• [WORK REQUIRED]
Below are some records. Print exactly the lines between the one holding "Target: the bayern munich crest" and the one holding "player's thigh in", inclusive, and nothing else.

● ● ●

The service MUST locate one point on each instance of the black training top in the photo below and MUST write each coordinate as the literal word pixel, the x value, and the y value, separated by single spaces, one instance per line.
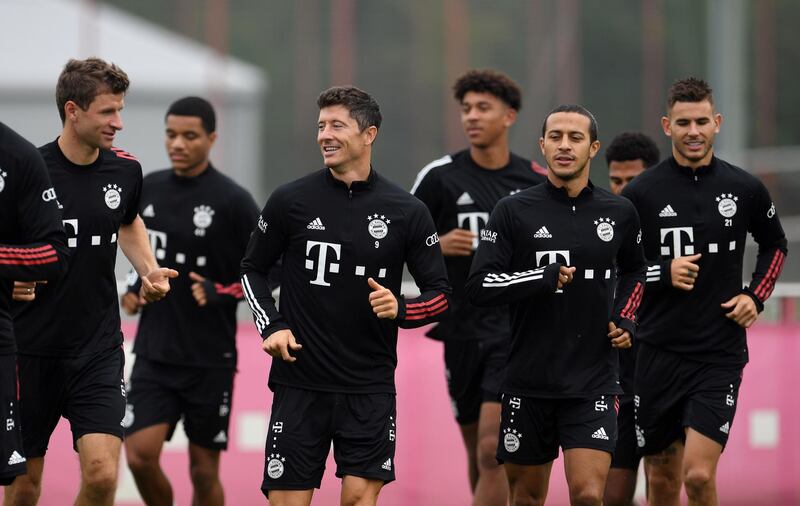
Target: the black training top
pixel 460 194
pixel 332 240
pixel 79 315
pixel 559 342
pixel 196 224
pixel 708 211
pixel 33 246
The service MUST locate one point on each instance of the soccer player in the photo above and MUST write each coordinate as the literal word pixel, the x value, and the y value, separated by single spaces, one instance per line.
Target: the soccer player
pixel 70 353
pixel 696 212
pixel 628 155
pixel 198 220
pixel 555 253
pixel 33 248
pixel 460 191
pixel 344 233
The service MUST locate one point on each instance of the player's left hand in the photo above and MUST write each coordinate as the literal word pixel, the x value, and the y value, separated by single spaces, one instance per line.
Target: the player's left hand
pixel 620 338
pixel 25 291
pixel 382 300
pixel 742 310
pixel 155 284
pixel 198 289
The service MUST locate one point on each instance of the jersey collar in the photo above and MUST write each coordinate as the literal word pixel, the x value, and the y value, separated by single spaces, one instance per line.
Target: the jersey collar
pixel 561 193
pixel 703 170
pixel 355 186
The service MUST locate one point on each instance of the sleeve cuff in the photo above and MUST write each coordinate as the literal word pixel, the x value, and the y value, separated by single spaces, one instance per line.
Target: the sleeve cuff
pixel 759 304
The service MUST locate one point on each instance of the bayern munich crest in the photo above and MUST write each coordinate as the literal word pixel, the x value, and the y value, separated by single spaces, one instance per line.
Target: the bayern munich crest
pixel 605 229
pixel 726 204
pixel 275 465
pixel 378 225
pixel 203 216
pixel 511 440
pixel 112 195
pixel 129 417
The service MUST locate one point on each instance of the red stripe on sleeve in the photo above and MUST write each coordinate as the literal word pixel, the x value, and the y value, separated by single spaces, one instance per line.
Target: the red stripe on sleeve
pixel 425 303
pixel 764 289
pixel 633 302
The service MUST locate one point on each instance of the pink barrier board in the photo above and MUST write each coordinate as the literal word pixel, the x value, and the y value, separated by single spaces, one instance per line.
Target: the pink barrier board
pixel 761 464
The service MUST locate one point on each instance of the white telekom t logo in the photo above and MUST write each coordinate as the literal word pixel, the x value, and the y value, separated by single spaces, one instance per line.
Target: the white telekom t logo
pixel 322 262
pixel 473 222
pixel 676 233
pixel 552 257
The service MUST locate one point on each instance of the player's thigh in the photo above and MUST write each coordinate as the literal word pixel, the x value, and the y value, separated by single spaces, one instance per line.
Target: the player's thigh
pixel 528 483
pixel 206 407
pixel 298 439
pixel 95 402
pixel 713 396
pixel 625 454
pixel 152 399
pixel 464 374
pixel 365 436
pixel 528 435
pixel 659 400
pixel 11 449
pixel 42 393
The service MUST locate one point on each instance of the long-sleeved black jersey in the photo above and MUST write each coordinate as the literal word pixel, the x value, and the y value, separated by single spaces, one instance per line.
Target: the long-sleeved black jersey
pixel 200 224
pixel 33 245
pixel 79 315
pixel 559 342
pixel 707 211
pixel 461 194
pixel 332 240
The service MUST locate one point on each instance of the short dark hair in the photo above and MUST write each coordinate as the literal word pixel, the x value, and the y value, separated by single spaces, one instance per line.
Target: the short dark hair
pixel 579 109
pixel 195 106
pixel 633 146
pixel 690 89
pixel 363 108
pixel 82 80
pixel 489 81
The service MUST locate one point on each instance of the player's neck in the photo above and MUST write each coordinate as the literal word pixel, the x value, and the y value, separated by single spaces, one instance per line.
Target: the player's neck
pixel 77 151
pixel 493 157
pixel 573 186
pixel 192 171
pixel 693 164
pixel 357 170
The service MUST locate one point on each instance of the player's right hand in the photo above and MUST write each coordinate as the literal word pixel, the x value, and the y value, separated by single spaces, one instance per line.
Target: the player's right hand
pixel 565 276
pixel 279 343
pixel 25 291
pixel 684 271
pixel 131 303
pixel 457 243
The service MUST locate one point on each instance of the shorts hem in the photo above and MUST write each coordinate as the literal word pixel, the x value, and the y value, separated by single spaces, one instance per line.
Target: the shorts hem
pixel 588 447
pixel 525 462
pixel 704 433
pixel 366 476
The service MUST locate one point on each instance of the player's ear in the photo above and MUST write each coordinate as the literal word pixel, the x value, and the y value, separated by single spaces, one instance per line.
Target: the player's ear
pixel 594 148
pixel 370 133
pixel 666 126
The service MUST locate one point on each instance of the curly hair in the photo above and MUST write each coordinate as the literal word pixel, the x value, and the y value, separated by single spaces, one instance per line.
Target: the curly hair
pixel 633 146
pixel 82 80
pixel 363 108
pixel 489 81
pixel 690 89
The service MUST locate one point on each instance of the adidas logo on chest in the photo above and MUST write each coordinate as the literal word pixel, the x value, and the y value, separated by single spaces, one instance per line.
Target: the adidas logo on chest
pixel 465 200
pixel 315 224
pixel 667 212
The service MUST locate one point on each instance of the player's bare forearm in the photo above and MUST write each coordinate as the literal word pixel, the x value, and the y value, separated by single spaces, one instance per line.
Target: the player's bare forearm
pixel 135 245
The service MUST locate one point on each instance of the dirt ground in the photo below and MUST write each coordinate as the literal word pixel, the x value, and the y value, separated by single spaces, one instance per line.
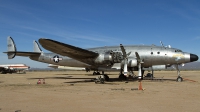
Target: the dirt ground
pixel 74 91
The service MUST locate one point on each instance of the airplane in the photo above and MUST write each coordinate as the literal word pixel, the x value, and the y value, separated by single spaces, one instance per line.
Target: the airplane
pixel 13 68
pixel 66 67
pixel 124 58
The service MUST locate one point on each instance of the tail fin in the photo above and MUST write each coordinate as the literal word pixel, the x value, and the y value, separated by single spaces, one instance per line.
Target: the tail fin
pixel 11 47
pixel 36 47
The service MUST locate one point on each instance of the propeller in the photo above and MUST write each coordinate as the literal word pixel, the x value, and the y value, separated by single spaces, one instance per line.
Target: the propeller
pixel 125 57
pixel 140 61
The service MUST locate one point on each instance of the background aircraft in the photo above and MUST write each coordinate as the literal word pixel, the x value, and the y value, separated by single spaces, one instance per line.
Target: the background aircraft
pixel 130 58
pixel 13 68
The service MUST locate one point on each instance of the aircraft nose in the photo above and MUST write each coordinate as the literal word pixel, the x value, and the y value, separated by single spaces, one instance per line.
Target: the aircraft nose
pixel 193 57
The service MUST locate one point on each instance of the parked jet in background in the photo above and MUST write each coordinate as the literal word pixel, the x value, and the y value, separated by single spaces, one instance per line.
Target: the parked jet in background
pixel 13 68
pixel 126 58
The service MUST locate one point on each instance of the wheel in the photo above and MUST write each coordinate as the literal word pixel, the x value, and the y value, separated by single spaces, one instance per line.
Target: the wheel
pixel 122 77
pixel 106 77
pixel 94 73
pixel 102 80
pixel 98 73
pixel 179 79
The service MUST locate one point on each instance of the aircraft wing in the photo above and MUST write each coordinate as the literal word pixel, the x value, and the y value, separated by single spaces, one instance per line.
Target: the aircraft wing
pixel 19 53
pixel 66 49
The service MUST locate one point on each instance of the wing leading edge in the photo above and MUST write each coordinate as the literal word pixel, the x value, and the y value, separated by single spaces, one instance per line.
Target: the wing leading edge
pixel 66 49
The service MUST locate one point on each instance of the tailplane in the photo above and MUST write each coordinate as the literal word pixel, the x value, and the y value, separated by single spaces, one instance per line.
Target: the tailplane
pixel 12 50
pixel 36 47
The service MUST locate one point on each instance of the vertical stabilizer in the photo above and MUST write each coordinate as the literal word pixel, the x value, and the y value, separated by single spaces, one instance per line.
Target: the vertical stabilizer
pixel 11 48
pixel 36 47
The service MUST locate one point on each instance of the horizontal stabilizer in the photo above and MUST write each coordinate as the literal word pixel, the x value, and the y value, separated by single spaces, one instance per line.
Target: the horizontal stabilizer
pixel 12 50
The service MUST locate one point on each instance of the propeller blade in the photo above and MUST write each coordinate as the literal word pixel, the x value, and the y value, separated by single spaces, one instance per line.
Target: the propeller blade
pixel 137 55
pixel 123 51
pixel 125 68
pixel 139 71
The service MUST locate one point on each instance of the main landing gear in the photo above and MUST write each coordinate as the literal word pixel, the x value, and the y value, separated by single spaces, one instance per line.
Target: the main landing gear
pixel 101 78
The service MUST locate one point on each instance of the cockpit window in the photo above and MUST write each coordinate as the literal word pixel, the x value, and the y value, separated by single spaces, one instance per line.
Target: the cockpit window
pixel 177 50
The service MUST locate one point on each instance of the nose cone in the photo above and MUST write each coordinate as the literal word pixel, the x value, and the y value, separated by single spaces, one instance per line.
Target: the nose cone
pixel 193 57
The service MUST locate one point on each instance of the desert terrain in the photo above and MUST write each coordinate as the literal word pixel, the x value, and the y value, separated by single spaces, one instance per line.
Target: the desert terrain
pixel 74 91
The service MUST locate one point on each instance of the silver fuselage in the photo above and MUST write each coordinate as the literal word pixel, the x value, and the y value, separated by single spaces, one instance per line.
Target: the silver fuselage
pixel 151 55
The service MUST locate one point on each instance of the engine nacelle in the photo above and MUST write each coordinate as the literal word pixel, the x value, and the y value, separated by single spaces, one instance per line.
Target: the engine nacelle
pixel 159 67
pixel 132 63
pixel 109 58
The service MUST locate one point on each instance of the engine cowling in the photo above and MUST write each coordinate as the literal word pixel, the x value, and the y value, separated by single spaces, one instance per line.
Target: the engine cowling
pixel 159 67
pixel 131 63
pixel 109 58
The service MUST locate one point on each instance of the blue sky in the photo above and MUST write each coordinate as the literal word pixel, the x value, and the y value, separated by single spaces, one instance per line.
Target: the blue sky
pixel 93 23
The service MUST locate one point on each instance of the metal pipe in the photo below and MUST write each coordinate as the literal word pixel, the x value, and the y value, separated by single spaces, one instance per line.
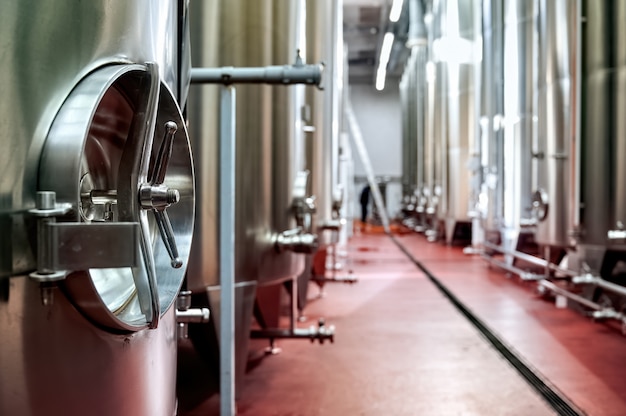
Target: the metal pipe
pixel 227 146
pixel 524 275
pixel 195 316
pixel 560 291
pixel 283 75
pixel 530 259
pixel 600 282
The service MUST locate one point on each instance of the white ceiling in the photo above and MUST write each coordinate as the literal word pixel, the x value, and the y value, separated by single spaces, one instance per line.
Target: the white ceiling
pixel 363 27
pixel 365 23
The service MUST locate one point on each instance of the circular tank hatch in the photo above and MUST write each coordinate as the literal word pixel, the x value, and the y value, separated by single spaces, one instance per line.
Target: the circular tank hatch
pixel 118 153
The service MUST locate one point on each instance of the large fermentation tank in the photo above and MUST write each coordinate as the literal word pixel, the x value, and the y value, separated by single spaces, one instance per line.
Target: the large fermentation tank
pixel 491 110
pixel 324 43
pixel 412 91
pixel 603 208
pixel 555 200
pixel 86 317
pixel 510 114
pixel 269 161
pixel 455 105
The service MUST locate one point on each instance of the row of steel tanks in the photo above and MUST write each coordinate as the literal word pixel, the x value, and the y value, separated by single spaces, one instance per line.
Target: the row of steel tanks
pixel 535 133
pixel 440 134
pixel 287 164
pixel 96 206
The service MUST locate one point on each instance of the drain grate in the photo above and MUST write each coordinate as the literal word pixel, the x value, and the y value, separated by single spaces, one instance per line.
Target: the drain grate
pixel 555 398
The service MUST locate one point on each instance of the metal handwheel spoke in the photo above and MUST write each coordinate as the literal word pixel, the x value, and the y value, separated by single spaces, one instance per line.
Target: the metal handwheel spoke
pixel 132 176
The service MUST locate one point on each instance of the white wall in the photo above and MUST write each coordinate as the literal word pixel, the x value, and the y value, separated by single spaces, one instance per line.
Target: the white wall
pixel 379 116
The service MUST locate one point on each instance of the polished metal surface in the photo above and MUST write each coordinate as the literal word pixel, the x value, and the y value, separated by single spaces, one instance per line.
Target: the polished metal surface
pixel 56 356
pixel 323 45
pixel 558 125
pixel 520 112
pixel 54 361
pixel 492 108
pixel 269 150
pixel 269 153
pixel 46 54
pixel 100 111
pixel 455 51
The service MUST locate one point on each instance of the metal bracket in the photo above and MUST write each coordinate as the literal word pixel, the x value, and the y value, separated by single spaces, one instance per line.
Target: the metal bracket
pixel 79 246
pixel 320 333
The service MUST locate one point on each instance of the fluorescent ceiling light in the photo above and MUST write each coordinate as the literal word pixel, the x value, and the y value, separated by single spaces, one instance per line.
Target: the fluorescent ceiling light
pixel 381 74
pixel 385 53
pixel 385 50
pixel 396 10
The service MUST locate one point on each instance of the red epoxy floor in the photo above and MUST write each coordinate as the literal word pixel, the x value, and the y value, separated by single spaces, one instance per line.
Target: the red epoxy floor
pixel 584 359
pixel 401 348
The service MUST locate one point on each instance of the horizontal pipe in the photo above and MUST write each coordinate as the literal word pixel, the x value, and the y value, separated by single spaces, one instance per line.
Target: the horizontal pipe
pixel 530 259
pixel 196 316
pixel 521 273
pixel 560 291
pixel 283 75
pixel 604 284
pixel 312 333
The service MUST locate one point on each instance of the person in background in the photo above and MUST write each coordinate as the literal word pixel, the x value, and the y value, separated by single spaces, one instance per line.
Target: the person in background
pixel 364 200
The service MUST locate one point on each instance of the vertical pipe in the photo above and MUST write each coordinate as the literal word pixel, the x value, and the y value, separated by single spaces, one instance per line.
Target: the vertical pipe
pixel 227 250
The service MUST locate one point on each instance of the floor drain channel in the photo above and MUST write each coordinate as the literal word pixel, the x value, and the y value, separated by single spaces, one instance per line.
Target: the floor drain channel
pixel 556 399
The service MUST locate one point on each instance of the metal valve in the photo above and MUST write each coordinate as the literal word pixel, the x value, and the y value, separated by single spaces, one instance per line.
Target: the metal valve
pixel 185 315
pixel 154 195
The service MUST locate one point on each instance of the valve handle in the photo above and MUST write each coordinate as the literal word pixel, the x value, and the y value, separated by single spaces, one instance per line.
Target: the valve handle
pixel 133 174
pixel 158 197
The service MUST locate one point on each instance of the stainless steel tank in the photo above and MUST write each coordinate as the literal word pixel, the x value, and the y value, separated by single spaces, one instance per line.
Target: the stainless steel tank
pixel 556 201
pixel 602 128
pixel 86 320
pixel 269 160
pixel 324 44
pixel 509 120
pixel 456 50
pixel 492 108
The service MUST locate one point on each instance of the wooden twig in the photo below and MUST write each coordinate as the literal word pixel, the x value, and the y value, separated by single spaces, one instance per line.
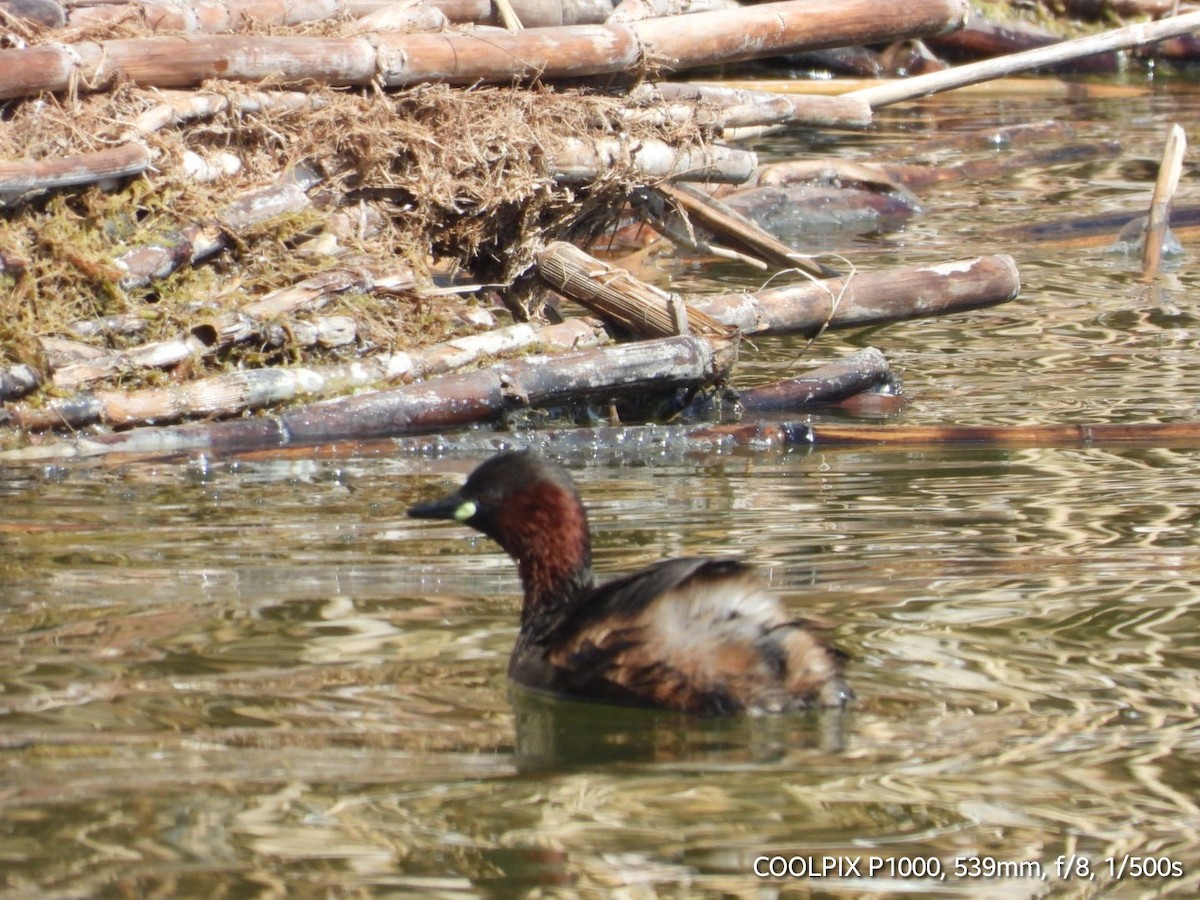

● ● ●

• [WRITTEN ANSWER]
Target: the bayern munich crest
pixel 605 229
pixel 726 204
pixel 275 465
pixel 378 225
pixel 203 216
pixel 511 440
pixel 112 195
pixel 129 417
The service MUST locate one point on each instance of the red stripe on sleeve in the photo above and MUST write each coordinate as the literal word pixel, the x value, and the y value, separated by single spaces, one instance per line.
Target: the red stripe on sleeve
pixel 425 303
pixel 764 289
pixel 633 302
The service MUST locate one point on each instance of the pink barrier board in the photo above and MUST write each coordinate as the literal word pixel, the x value, and the y value, separated by single spaces, one instance per line.
Target: the pink barrier board
pixel 761 464
The service MUST locate one point on each instance of the white telekom t logo in the photo above and MUST write each coordinate as the literal word pixel, the x value, and the y value, separated by single spaces, one instance per line.
Target: the white telekom t logo
pixel 322 262
pixel 473 222
pixel 676 233
pixel 552 257
The service MUST locate one point on each instance of the player's thigh in the photo above and MUST write each coordinate as the literal word pixel, the x value, and the y value, separated by single spaces, one instance per line.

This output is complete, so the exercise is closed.